Stored data:
*** Block opens ***
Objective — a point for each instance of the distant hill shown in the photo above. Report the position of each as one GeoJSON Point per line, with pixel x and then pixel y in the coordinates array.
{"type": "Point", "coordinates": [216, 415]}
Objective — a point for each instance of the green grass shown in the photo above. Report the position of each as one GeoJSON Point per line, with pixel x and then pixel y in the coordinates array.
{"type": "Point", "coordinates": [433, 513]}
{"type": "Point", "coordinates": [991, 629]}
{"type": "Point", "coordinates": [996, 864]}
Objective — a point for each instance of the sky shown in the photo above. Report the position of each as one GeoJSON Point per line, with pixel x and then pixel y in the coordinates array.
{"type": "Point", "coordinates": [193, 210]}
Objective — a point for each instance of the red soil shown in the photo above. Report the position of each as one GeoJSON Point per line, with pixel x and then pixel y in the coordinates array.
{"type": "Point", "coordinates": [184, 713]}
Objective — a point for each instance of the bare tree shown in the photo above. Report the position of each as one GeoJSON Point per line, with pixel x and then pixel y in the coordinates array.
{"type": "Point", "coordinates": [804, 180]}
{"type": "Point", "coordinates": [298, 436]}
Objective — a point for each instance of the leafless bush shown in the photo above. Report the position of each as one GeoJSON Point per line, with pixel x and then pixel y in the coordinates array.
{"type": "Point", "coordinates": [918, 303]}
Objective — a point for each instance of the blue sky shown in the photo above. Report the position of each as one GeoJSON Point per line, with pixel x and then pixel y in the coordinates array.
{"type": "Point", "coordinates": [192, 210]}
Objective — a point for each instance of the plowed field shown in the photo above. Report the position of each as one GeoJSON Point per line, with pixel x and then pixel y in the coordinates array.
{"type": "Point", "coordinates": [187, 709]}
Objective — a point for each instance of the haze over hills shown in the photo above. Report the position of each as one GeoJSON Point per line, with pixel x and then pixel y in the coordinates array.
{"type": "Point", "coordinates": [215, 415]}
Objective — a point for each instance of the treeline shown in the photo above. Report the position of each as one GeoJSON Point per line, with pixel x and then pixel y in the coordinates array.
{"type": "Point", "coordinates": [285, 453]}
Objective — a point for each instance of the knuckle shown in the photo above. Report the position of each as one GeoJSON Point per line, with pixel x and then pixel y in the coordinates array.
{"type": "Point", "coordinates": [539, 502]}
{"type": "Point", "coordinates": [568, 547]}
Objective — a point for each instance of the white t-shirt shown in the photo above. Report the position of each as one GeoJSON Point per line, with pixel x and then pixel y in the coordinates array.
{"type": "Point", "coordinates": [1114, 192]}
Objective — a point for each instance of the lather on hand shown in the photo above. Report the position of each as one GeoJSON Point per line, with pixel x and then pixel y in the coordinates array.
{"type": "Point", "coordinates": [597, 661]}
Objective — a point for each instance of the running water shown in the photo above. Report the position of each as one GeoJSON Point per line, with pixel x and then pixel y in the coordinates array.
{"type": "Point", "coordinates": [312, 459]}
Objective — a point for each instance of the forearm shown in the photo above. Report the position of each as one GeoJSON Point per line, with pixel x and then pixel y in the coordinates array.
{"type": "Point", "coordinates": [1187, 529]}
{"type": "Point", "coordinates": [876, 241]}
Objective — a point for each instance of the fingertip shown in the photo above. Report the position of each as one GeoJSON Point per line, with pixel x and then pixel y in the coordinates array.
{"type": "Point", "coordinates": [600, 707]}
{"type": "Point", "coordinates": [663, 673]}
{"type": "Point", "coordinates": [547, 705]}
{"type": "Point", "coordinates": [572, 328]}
*** Block closes ***
REQUIRED WORK: An exact copy of every entry is required.

TASK RESULT:
Objective — a point for each instance of the distant hill shown in the photo above. Report the position of each as one GeoJSON Point per line, with pixel x and then pixel y in the coordinates array.
{"type": "Point", "coordinates": [216, 415]}
Objective — a point for each instance of the green grass shown in the photo above. Report the position of each as one GeoJSON Point per line, with pixel x and then pixel y in the coordinates array.
{"type": "Point", "coordinates": [433, 513]}
{"type": "Point", "coordinates": [991, 629]}
{"type": "Point", "coordinates": [996, 864]}
Objective — a point for each instance of the sky shown in the photo above. Report the position of each as one GeoJSON Point per line, with pixel x and then pixel y in the coordinates array.
{"type": "Point", "coordinates": [193, 210]}
Objective — a point for each instance of the red soil shown in the photo above. Report the position of each as one GeoJSON Point per line, with pixel x and then pixel y in the coordinates array.
{"type": "Point", "coordinates": [184, 713]}
Objective — a point for each instance of the bare tree shown in the photo above. Report the position of each as one GeoJSON Point per line, with pixel x and then pixel y in the coordinates array.
{"type": "Point", "coordinates": [804, 180]}
{"type": "Point", "coordinates": [298, 436]}
Objective — a point for each instance of the leafless bush shown in the photo above. Report the position of each as one GeoJSON Point per line, with pixel x and then pixel y in the coordinates array.
{"type": "Point", "coordinates": [918, 303]}
Objective — a point for each instance of the blue sky shown in the photo above. Report the position of each as one GeoJSON Point per line, with pixel x and then pixel y in the coordinates array.
{"type": "Point", "coordinates": [192, 210]}
Objective — a point for each instance of the plowed field shown in the photo above. Report the position of each as one GeoJSON Point per line, with pixel x and then pixel y in the coordinates array.
{"type": "Point", "coordinates": [187, 709]}
Objective — a point for each instance of the haze over hills shown in the photo above. Report the position of each as one GeoJSON Point per line, with pixel x and then pixel y in the coordinates array.
{"type": "Point", "coordinates": [215, 415]}
Objective — a point for each instance of the treeline shown in the photo above. Report the position of each as one GeoJSON Point per line, with pixel x and then pixel y in the coordinates array.
{"type": "Point", "coordinates": [285, 453]}
Objective — a point for each instance of the knuckle shown in the photo above. Report the position of each as one GeoJSON Point per line, with pixel x and then pixel y in the coordinates array.
{"type": "Point", "coordinates": [539, 502]}
{"type": "Point", "coordinates": [568, 547]}
Objective — a point for each instance of the white t-shirt shown in the photo above. Report the position of each as one GeoJSON Point per line, with pixel x and then pixel y in the coordinates array.
{"type": "Point", "coordinates": [1114, 192]}
Objective — a point for each instance of the lather on hand shown in the photo above. Report the position of each as one GeoJSON Point per line, with pixel x and then pixel y in the coordinates array.
{"type": "Point", "coordinates": [597, 661]}
Objective — a point for each instance of the running water shown in the photo above. Report the position of each as one GeoJSON Point per line, with pixel x and then pixel y in the coordinates array.
{"type": "Point", "coordinates": [312, 459]}
Objective — a point for each instance of the forearm shown in the photo above. Report the position of each as one GeoJSON Point per line, with pixel x and then pixel y in the coordinates array.
{"type": "Point", "coordinates": [1187, 529]}
{"type": "Point", "coordinates": [876, 241]}
Objective — a point for each instance of the fingertip shown in the photo above. Report the position of each as one GeoJSON Point per line, with pixel x and then pixel y in the coordinates array.
{"type": "Point", "coordinates": [600, 707]}
{"type": "Point", "coordinates": [663, 673]}
{"type": "Point", "coordinates": [547, 705]}
{"type": "Point", "coordinates": [572, 328]}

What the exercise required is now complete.